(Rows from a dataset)
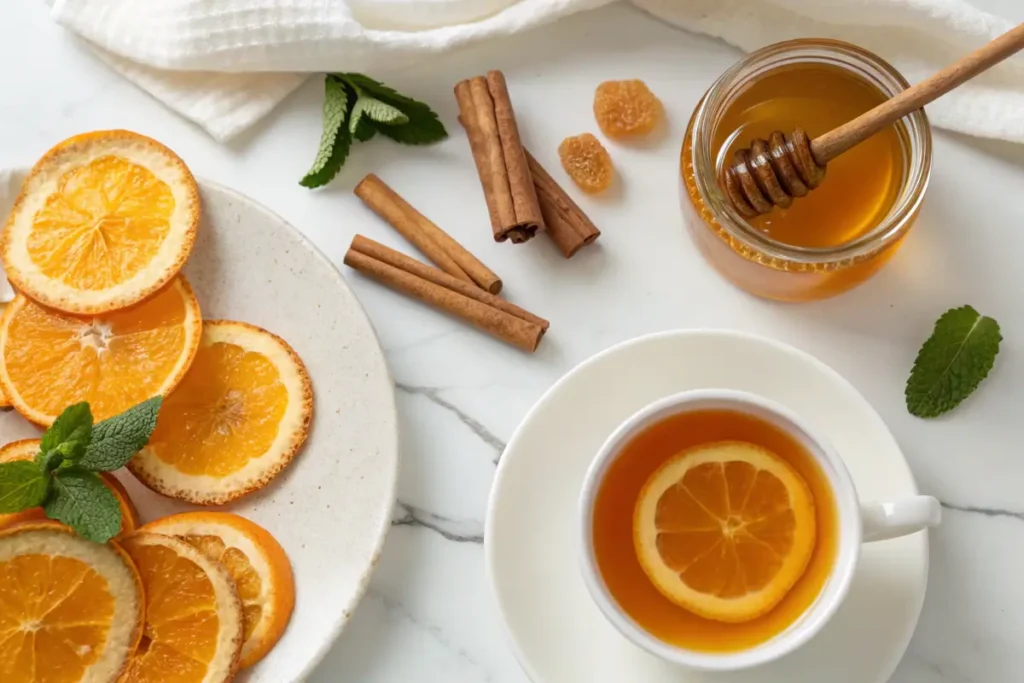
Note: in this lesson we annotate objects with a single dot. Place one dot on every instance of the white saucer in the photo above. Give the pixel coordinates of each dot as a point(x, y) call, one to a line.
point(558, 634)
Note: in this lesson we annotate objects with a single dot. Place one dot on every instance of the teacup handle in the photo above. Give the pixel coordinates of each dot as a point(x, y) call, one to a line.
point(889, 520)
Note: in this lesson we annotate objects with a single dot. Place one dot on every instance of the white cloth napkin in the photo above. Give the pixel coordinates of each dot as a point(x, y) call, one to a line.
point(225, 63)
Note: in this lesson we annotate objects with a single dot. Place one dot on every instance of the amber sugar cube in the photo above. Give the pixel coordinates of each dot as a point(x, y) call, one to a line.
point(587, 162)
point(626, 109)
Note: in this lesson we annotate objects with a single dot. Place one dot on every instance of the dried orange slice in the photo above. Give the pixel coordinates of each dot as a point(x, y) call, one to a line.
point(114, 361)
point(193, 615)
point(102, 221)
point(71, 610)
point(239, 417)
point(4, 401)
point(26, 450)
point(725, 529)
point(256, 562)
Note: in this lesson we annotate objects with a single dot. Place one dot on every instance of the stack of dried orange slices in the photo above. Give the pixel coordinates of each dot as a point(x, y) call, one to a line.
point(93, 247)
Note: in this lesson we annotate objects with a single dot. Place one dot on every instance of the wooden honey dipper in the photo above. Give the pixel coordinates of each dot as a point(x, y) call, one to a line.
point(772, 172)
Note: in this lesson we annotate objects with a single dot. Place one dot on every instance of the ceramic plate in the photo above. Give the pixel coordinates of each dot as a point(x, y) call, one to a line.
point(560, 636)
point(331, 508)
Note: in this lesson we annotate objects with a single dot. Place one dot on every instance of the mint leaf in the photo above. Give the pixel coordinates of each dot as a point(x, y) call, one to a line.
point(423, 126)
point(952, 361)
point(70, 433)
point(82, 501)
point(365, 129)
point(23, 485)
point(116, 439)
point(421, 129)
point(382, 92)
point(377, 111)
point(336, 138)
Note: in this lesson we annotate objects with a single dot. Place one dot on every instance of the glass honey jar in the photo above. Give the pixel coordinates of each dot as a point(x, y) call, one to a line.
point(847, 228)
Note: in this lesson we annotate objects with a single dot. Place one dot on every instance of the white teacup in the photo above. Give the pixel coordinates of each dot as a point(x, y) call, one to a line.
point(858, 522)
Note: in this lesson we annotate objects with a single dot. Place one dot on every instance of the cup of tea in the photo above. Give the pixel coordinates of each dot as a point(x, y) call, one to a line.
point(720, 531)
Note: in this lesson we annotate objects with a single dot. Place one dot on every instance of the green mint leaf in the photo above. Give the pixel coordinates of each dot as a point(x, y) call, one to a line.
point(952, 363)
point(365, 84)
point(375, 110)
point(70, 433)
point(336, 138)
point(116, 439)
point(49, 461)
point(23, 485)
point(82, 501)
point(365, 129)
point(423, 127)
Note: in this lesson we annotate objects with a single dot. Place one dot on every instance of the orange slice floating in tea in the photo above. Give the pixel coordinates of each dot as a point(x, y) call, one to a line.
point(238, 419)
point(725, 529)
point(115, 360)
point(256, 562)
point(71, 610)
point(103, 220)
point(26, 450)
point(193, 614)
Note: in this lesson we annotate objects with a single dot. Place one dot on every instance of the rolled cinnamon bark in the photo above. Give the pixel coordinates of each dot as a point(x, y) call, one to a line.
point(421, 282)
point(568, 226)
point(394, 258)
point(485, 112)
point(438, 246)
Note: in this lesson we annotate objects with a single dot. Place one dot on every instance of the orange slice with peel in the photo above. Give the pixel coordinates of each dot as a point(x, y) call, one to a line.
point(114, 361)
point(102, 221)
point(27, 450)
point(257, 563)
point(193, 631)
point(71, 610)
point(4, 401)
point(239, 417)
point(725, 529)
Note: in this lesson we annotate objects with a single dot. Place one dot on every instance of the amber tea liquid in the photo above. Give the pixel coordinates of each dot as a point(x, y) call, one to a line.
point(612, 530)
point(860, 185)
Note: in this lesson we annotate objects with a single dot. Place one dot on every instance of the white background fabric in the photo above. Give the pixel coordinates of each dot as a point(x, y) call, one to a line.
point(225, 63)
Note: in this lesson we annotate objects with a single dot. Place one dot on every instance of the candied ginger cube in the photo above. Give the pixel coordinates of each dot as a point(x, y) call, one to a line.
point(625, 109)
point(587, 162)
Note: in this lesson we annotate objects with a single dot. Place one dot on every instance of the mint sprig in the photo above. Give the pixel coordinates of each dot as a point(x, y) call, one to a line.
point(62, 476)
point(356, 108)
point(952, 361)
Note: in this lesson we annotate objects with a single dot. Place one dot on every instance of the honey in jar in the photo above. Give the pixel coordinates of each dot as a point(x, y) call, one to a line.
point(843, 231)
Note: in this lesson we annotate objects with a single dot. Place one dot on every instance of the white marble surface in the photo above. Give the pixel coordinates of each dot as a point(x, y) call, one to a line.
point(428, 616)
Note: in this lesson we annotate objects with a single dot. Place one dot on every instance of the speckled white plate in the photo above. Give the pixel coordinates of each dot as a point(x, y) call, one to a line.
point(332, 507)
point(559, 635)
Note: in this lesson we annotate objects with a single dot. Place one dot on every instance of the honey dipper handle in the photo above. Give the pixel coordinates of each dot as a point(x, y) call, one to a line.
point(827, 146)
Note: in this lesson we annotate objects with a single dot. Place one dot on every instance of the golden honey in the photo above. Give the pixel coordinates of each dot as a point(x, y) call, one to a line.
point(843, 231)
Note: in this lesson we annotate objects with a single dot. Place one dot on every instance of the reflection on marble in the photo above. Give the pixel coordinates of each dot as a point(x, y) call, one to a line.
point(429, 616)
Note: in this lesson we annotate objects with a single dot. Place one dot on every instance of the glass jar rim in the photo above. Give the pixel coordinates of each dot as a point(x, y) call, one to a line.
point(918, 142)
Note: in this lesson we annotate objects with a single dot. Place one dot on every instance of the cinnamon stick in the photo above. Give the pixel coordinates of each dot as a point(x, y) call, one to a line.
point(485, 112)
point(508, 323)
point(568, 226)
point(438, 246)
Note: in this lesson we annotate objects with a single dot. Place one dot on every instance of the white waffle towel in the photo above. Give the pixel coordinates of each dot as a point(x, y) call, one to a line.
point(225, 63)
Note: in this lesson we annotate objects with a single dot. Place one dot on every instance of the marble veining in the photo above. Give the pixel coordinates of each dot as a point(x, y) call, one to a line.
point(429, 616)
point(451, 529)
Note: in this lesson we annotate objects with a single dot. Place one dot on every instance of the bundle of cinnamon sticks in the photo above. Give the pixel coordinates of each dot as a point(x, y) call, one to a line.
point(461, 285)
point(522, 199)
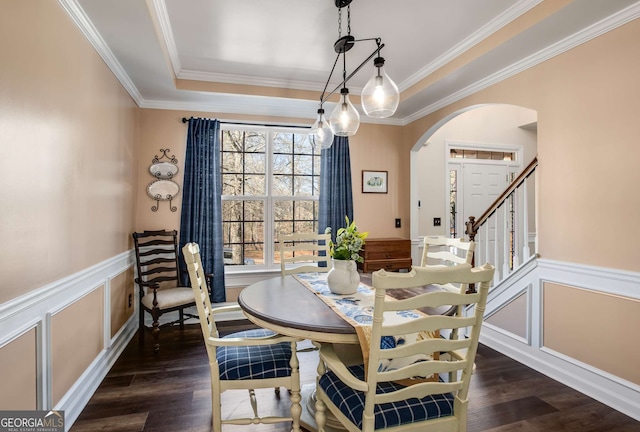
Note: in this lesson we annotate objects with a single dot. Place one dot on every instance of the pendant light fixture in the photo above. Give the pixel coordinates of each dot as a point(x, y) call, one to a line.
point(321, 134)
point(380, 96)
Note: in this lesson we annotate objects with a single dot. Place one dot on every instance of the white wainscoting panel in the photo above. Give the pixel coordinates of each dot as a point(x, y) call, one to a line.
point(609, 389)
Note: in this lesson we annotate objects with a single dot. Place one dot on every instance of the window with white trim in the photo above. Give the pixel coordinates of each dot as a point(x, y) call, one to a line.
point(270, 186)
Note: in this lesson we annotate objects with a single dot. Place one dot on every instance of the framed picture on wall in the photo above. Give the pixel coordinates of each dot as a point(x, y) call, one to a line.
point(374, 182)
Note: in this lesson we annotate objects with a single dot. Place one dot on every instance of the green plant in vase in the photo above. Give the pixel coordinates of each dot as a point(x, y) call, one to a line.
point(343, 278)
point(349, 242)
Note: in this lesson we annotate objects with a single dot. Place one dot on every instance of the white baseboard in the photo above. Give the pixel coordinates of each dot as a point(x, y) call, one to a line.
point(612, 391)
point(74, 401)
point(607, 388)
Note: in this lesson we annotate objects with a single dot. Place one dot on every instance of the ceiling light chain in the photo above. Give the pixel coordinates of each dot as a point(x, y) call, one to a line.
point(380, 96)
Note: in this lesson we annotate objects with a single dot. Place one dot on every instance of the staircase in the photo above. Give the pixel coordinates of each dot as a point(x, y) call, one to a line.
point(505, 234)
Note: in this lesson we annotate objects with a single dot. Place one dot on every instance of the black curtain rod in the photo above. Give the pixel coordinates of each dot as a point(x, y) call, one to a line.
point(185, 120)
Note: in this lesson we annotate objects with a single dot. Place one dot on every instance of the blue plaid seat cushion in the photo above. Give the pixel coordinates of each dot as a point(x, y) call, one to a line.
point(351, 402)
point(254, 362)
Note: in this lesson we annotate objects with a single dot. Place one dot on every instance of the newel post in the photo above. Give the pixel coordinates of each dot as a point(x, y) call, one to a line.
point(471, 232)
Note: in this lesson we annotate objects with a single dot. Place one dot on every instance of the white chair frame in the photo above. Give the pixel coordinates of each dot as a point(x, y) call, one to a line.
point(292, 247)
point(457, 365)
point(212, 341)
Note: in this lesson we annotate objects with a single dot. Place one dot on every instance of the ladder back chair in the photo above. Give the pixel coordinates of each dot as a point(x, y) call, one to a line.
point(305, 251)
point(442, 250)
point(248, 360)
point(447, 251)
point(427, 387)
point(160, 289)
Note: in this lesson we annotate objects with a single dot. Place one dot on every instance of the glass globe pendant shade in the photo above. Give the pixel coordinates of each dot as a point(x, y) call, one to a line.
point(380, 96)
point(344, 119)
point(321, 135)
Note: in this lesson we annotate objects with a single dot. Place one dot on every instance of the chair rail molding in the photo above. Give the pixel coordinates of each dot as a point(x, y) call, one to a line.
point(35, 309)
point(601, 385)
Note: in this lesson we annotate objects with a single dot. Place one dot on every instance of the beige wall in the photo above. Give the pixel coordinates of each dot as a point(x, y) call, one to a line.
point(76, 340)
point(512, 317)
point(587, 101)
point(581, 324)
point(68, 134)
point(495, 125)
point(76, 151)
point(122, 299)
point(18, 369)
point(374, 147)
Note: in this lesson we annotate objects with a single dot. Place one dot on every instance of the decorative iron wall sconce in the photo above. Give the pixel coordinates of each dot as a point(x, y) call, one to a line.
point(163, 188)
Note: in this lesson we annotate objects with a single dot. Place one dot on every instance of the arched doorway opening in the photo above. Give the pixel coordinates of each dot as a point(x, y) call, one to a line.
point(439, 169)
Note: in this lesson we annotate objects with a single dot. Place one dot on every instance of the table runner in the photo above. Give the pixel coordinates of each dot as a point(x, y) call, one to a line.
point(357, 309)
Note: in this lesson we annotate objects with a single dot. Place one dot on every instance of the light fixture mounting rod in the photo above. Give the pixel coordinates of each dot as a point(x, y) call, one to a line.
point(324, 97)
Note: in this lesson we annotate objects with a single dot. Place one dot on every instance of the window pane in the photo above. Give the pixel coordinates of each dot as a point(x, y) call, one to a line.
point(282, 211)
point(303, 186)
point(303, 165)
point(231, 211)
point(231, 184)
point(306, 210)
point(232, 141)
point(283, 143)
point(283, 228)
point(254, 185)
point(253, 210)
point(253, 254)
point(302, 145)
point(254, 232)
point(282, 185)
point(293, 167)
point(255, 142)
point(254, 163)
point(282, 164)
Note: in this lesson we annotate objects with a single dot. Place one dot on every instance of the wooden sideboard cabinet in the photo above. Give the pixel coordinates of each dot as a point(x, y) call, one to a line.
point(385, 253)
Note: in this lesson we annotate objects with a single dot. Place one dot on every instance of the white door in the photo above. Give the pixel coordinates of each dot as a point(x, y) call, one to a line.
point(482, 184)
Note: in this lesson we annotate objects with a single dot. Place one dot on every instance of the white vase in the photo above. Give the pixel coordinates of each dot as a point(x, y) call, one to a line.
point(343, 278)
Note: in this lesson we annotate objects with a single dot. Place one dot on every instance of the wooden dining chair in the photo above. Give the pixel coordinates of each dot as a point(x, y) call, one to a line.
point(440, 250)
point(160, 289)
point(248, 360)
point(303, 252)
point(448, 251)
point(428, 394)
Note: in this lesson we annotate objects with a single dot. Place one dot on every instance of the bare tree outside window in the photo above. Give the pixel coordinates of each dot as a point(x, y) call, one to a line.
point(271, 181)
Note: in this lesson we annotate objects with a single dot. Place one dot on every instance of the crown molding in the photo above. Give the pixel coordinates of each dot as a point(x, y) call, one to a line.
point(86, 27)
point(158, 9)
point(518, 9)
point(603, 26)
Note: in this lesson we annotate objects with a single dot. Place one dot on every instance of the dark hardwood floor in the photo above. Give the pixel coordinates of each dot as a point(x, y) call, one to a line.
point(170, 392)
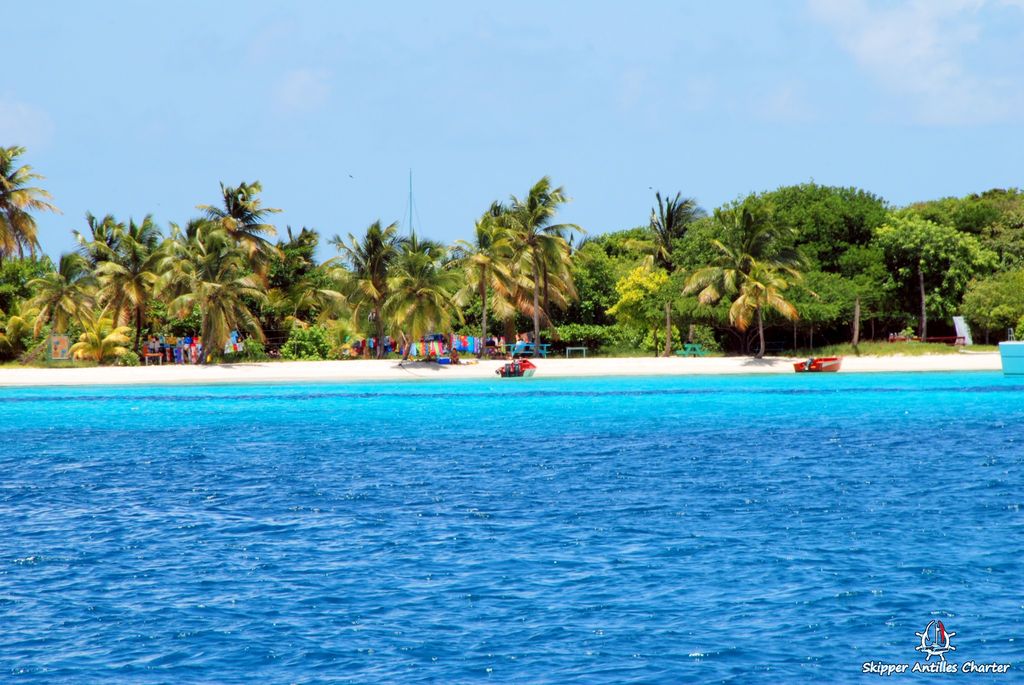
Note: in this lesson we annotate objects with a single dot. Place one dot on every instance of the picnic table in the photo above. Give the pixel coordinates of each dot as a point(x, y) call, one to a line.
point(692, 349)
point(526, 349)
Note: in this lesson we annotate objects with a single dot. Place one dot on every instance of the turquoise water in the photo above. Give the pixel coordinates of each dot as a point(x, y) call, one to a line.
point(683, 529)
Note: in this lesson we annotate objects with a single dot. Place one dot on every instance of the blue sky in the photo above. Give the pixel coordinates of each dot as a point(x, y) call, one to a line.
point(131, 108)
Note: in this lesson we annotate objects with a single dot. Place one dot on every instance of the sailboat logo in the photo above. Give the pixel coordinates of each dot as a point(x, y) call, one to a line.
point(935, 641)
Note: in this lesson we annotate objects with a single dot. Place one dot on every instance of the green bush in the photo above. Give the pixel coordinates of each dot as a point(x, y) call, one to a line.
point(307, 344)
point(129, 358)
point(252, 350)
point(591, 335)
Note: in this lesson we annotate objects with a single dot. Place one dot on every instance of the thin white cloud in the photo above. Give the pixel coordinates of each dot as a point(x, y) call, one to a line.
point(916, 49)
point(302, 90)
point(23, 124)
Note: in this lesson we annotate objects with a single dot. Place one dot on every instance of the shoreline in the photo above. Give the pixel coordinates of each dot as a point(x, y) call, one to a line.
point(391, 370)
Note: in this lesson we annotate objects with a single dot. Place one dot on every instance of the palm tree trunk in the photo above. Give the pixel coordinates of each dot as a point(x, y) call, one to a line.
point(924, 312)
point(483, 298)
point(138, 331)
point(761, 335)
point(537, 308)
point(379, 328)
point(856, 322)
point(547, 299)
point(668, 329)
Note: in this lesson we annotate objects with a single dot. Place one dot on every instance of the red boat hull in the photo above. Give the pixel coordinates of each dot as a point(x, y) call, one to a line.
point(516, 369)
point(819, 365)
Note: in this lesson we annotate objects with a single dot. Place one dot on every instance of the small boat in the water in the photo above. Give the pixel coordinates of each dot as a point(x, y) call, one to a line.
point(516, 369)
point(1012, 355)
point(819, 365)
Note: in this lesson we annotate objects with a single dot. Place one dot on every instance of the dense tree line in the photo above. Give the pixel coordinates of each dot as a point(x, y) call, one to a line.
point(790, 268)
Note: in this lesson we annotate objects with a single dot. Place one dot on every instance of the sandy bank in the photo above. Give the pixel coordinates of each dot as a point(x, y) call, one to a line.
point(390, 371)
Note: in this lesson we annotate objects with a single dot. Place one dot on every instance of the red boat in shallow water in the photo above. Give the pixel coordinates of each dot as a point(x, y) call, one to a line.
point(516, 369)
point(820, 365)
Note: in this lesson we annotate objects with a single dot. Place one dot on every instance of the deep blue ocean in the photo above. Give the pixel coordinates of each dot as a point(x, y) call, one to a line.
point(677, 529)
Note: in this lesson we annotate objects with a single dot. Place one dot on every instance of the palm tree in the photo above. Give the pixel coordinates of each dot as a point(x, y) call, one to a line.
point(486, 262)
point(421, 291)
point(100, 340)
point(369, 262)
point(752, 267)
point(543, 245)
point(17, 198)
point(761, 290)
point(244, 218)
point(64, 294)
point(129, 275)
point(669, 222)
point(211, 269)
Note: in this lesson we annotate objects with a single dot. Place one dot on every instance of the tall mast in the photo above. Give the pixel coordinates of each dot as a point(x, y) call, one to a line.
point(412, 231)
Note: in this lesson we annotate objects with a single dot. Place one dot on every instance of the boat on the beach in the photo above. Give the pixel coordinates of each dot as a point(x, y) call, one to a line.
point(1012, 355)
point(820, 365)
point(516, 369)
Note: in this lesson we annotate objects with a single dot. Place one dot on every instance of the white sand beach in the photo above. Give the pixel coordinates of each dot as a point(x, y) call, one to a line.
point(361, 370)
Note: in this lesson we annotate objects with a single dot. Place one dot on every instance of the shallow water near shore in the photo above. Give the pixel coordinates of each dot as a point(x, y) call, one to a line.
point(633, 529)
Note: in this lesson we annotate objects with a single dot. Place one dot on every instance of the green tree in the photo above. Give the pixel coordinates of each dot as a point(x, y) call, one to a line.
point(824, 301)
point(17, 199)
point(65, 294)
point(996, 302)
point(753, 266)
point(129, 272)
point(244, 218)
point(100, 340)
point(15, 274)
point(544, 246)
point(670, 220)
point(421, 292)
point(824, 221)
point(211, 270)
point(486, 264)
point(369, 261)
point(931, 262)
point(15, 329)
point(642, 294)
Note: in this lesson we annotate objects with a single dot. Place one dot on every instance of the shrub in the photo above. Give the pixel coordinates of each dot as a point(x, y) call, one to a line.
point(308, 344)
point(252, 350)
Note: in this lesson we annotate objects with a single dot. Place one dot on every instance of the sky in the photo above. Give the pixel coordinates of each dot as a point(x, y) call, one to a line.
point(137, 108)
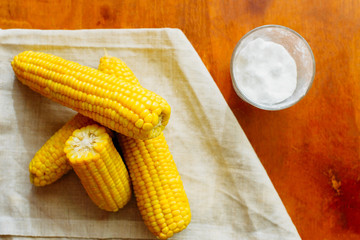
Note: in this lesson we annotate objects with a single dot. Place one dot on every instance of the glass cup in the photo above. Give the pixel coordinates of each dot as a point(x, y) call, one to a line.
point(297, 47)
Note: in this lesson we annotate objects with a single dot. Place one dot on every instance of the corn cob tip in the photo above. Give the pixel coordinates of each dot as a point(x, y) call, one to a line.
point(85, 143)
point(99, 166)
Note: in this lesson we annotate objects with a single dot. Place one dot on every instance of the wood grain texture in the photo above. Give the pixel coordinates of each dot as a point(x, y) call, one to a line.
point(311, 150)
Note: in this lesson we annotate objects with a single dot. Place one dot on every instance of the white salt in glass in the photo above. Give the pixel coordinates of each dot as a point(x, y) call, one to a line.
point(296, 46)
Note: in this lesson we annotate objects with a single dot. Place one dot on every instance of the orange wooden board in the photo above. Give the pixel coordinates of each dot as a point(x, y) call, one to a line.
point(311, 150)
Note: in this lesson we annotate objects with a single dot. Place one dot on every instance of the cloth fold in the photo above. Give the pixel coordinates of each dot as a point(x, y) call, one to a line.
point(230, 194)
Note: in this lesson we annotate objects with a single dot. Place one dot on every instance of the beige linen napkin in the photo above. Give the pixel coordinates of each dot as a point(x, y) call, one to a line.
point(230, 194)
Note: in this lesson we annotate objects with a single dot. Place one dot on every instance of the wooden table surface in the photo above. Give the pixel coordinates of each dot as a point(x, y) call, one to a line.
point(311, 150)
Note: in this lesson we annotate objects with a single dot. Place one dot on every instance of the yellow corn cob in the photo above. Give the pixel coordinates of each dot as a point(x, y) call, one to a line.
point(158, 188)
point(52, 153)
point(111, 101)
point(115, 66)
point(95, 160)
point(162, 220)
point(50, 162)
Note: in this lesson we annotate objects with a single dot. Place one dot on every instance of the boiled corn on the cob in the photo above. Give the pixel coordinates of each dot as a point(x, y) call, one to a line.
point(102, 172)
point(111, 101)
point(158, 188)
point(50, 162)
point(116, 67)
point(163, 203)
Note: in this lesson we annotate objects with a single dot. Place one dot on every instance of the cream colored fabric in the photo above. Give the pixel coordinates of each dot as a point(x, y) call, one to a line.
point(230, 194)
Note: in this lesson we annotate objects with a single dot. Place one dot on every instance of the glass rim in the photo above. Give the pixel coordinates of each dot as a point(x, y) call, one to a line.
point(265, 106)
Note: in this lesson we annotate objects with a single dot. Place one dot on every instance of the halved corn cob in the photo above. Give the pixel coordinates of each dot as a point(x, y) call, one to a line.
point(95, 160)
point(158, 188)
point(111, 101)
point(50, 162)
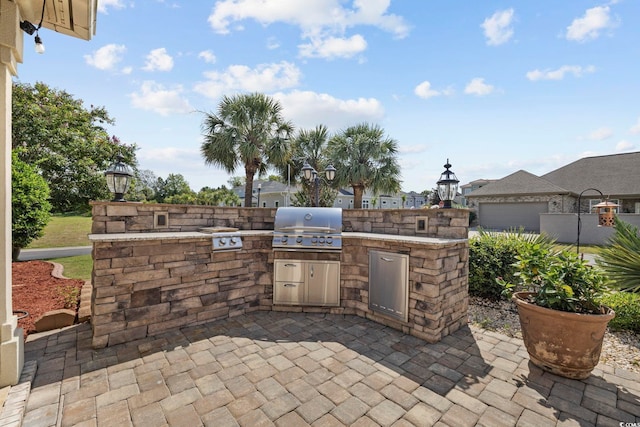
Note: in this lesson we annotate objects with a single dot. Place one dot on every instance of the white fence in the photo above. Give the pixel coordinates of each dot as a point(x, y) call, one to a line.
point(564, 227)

*TASK PROMPT*: Can you quote the listing word for word, from the line containing "of the sailboat" down through the line containing "point(668, 329)", both lines included?

*EXERCISE SOLUTION*:
Note: in this lesson we annotate objects with a single dot. Place one dot on every instance of the sailboat logo in the photo above. Give the pixel coordinates of each dot as a point(x, y) call, one to a line.
point(935, 641)
Note: in this lesson we annotate objects with a single dot. Place one dot on every instance of the green bush in the photo above. Give the pixel coordinates of each dot as a point(x, y) call, one to a line.
point(307, 344)
point(129, 358)
point(252, 350)
point(591, 335)
Note: in this lesson we annotate objects with a single dot. Place one dot on every instance of the thin white cloud in the photo above. Give the pixel coordinates of each dot as a point(x, y) call, one to a line.
point(916, 49)
point(302, 90)
point(23, 124)
Note: in this lesson we annotate objects with a single dot. Place one dot on every instance of the shoreline in the photo above. Give the pixel coordinates of each dot as a point(x, y) call, one to a line.
point(391, 370)
Note: in this lesson we annotate objects with a single dot. Place one dot on every instance of the palm tree trunk in the photo above. Give the pixel coordinates of each dot as a point(x, y) call, one to a line.
point(924, 312)
point(483, 298)
point(138, 331)
point(761, 335)
point(537, 308)
point(379, 328)
point(856, 322)
point(547, 299)
point(668, 329)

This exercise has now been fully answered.